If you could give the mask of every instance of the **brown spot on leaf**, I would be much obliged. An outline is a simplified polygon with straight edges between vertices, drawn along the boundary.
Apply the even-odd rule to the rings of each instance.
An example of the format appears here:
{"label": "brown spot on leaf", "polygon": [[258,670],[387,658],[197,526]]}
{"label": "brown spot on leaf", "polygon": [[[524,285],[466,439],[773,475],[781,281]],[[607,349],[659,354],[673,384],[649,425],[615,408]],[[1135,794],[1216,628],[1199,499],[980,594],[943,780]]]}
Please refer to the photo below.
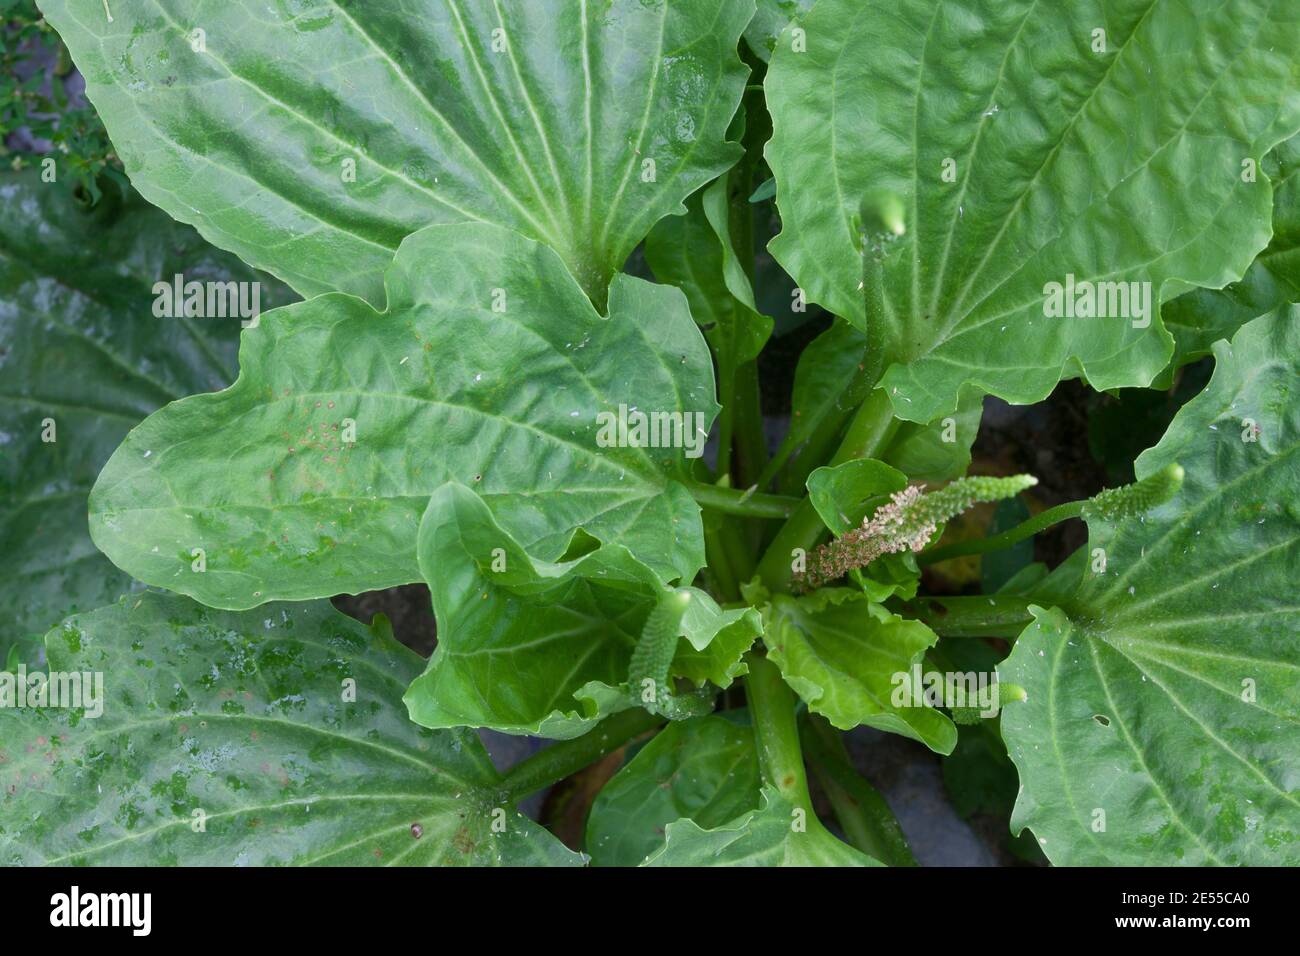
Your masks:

-*-*-

Every record must be transcribed faithfully, with no picture carried over.

If you could give the mask of every instance of the **brown spot on leaf**, I would be much obliged. An outline is a simplified polygon with straight edges between vertices, drawn along the boundary.
Apply the even-odd rule to the rings of each instance.
An example of the format appears here:
{"label": "brown spot on leaf", "polygon": [[258,670],[387,658],[197,526]]}
{"label": "brown spot on leaf", "polygon": [[[524,285],[466,439],[773,475],[781,281]],[[607,349],[659,354],[673,384],[649,425],[615,408]],[[1135,794],[1216,628],[1199,499],[980,594],[943,780]]]}
Please refer to the photo below.
Your masks:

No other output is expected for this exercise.